** Opening DATA FOR THIS EXERCISE block **

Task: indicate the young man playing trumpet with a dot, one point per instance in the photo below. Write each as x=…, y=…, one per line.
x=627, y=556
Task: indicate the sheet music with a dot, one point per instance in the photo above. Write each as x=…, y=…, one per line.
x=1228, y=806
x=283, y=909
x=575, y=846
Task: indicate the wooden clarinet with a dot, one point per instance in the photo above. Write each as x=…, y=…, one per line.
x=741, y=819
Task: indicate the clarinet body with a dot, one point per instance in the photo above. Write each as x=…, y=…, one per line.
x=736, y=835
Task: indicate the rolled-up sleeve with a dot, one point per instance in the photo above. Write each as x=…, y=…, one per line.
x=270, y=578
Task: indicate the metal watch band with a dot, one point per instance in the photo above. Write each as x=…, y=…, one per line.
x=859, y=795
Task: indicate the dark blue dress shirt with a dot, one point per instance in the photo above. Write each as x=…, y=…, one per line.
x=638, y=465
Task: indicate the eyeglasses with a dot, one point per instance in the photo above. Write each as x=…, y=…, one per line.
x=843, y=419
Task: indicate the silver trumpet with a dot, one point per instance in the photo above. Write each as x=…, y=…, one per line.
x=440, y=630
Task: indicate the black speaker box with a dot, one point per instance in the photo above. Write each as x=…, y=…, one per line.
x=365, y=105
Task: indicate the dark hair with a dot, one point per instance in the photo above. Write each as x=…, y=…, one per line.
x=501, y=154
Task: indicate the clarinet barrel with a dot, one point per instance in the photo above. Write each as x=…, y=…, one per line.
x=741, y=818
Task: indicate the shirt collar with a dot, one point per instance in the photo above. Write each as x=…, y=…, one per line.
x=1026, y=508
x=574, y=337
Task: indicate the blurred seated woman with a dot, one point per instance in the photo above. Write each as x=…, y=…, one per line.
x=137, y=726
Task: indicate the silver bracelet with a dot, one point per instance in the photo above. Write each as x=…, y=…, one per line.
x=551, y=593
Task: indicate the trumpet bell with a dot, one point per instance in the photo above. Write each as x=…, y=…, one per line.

** Closing DATA FOR THIS EXERCISE block **

* AIM OF THE EXERCISE *
The answer is the full set of records, printed exactly as given.

* SOLUTION FOR THIS TASK *
Task: indicate the young man playing trumpet with a dot, one point per instance in the photo below. Write each as x=…, y=…, one per line.
x=627, y=556
Task: indicate the sheet music with a dot, one point per instance in the photo above. Write each as x=…, y=…, one per line.
x=1228, y=806
x=283, y=909
x=575, y=846
Task: indicate the wooden clarinet with a dot, one point per instance in the photo above. Write each as x=…, y=…, one per line.
x=741, y=819
Task: indicate the clarinet body with a dot, one point per instance in the photo above. Write each as x=…, y=…, one per line.
x=736, y=835
Task: indicate the rolled-up sleeve with a dot, one point per instance in the photo above. Write each as x=…, y=…, one per line.
x=270, y=578
Task: indicate the metal watch band with a dot, one point per instance in the photo above. Write each as x=…, y=…, one per line.
x=859, y=795
Task: indicate the dark blue dress shirt with a dot, one point per instance in the photo above. Write each as x=…, y=…, one per line.
x=638, y=465
Task: indicate the eyeglasses with a dot, one point per instance in the photo above. Write each as x=…, y=…, one per line.
x=843, y=419
Task: indicate the silver trumpet with a dot, one point per instance in the photo above. Write each as x=…, y=…, one per line.
x=440, y=630
Task: indicate the black speaker box with a dot, one point per instance in the photo above. Write each as x=…, y=…, one per line.
x=365, y=105
Task: indicate the dark hair with a dot, one point per instance in the photo above. Write each as x=…, y=…, one per line.
x=501, y=154
Task: indicate the clarinet barrel with a dot, one point per instance in the photo above. Write each as x=…, y=…, one per line.
x=741, y=818
Task: indicate the shirt collar with a dot, one point per instance in the photo above. Write each as x=…, y=…, one per line.
x=1026, y=508
x=574, y=337
Task: indicate the blurred seated woman with a dot, one point per instance in the photo above. Write each as x=…, y=…, one per line.
x=137, y=726
Task: indicate the silver bracelet with a dot, one point per instance in the photo above. Write each as x=…, y=…, one per line.
x=551, y=593
Task: indicate the trumpet bell with a dot, one point per instance in the photo above. Write each as x=…, y=…, one per line.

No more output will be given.